Identification
Veuillez vous identifier

Mot de passe oublié?
Rechercher


Recherche avancée

Ah! La voiture…

Jean-François Cavin
La Nation n° 2218 13 janvier 2023

Notre écho Un « contrat» bancal, paru dans La Nation no 2216, nous a valu une réponse de M. Benoît Gaillard:

En usant notamment d’une comparaison féline qui, je l’admets, m’a tiré un sourire, un membre de la rédaction de La Nation revenait brièvement dans votre dernier numéro sur un texte d’opinion que j’ai donné à 24 heures il y a quelques semaines. De toute évidence, il ne soutenait pas mon point de vue.

● ● ●

→ Consigne: Retapez le texte source en entier, sans la moindre modification.

→ Entrées du jeu:
● ● ●

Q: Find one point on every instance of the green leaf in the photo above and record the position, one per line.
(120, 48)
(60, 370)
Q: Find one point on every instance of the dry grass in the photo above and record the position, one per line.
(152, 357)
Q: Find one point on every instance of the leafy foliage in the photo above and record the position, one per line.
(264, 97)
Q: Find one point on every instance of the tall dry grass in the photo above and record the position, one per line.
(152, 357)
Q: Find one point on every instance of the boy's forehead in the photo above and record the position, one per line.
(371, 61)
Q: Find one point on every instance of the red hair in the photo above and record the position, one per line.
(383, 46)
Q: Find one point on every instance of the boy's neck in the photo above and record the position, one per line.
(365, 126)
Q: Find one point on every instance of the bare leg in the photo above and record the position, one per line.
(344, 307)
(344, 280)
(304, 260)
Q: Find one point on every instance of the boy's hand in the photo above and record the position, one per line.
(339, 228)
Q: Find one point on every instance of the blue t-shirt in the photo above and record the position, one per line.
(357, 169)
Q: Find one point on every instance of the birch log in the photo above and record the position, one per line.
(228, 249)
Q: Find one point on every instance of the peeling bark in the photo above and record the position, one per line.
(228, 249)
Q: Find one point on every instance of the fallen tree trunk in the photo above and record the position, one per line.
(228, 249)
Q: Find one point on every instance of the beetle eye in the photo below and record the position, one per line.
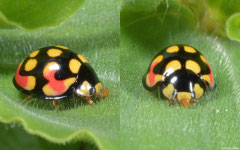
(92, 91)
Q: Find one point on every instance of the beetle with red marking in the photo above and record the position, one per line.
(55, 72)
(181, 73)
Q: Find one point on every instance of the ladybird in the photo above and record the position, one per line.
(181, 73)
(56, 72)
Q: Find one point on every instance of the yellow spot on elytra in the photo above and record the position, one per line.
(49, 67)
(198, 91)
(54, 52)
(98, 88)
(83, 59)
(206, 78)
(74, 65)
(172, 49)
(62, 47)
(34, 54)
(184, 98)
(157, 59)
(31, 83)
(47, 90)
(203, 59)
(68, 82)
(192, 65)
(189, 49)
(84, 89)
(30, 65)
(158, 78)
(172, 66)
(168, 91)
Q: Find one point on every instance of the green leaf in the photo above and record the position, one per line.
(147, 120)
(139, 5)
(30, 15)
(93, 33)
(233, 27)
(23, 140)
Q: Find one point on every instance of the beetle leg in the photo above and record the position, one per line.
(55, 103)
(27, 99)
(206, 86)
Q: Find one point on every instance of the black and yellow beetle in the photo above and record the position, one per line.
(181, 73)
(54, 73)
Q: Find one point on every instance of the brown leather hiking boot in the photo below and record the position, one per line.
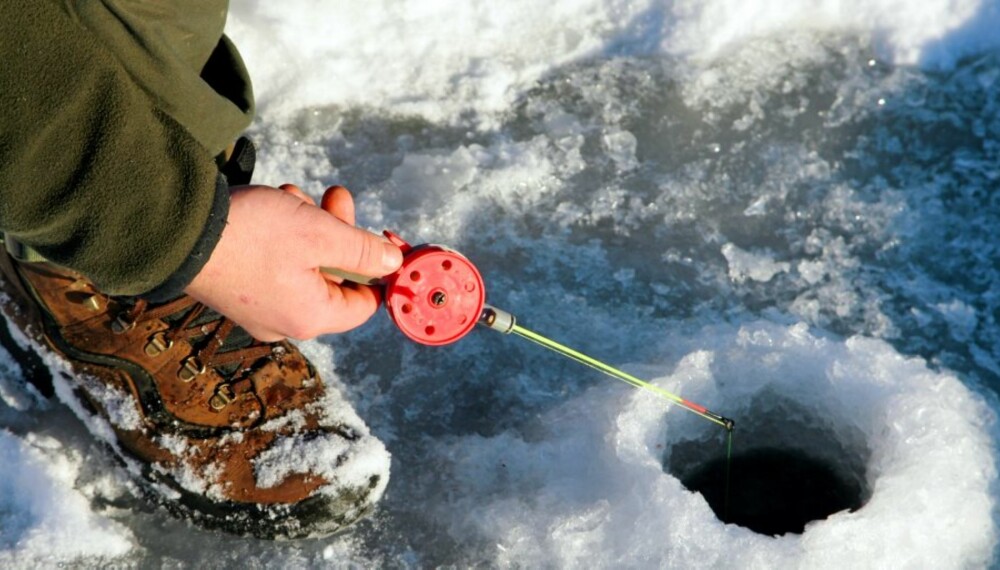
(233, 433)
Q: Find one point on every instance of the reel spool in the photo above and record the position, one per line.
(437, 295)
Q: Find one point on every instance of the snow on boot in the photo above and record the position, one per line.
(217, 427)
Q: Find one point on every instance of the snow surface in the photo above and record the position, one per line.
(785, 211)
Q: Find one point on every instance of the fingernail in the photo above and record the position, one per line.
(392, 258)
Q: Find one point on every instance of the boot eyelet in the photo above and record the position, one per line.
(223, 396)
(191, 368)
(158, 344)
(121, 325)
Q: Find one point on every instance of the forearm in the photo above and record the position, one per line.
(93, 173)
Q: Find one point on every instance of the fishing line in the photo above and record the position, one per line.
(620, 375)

● ● ●

→ Corrigé:
Identification
Veuillez vous identifier

Mot de passe oublié?
Rechercher


Recherche avancée

Ah! La voiture…

Jean-François Cavin
La Nation n° 2218 13 janvier 2023

Notre écho Un « contrat» bancal, paru dans La Nation no 2216, nous a valu une réponse de M. Benoît Gaillard:

En usant notamment d’une comparaison féline qui, je l’admets, m’a tiré un sourire, un membre de la rédaction de La Nation revenait brièvement dans votre dernier numéro sur un texte d’opinion que j’ai donné à 24 heures il y a quelques semaines. De toute évidence, il ne soutenait pas mon point de vue.